■ WHAT THE TASK REQUIRES: Nothing other than the lines from the one containing "of the cargo" through the last line of the data below should be output, each reproduced exactly.

■ SOURCE MATERIAL:
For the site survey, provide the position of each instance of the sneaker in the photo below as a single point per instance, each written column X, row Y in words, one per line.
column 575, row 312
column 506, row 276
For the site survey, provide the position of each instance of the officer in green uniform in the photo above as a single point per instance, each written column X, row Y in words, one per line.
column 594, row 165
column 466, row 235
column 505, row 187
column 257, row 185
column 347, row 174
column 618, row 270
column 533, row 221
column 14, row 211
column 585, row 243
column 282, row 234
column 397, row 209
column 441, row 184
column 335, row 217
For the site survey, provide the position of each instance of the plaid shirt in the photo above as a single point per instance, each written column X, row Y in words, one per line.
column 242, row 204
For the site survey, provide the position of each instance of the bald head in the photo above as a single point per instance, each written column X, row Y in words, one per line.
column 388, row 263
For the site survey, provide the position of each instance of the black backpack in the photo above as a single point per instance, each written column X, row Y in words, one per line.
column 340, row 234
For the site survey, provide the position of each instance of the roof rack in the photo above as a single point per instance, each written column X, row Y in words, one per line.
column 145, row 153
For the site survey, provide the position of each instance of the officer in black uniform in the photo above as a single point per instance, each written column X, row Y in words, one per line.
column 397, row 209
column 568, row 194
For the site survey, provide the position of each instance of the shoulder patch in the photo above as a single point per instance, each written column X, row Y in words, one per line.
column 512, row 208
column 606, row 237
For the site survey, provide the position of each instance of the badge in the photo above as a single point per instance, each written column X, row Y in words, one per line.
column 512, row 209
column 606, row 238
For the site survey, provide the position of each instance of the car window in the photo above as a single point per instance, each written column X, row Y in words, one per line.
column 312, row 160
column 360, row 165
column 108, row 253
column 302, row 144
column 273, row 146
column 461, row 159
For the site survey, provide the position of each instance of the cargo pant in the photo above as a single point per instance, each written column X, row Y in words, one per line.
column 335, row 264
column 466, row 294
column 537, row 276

■ RESPONSE FOR THIS EXERCISE:
For the site survey, provide the position of each instance of the cargo pant in the photo above as a single point per instance, each written column X, row Y in words, one per line.
column 335, row 264
column 466, row 294
column 537, row 276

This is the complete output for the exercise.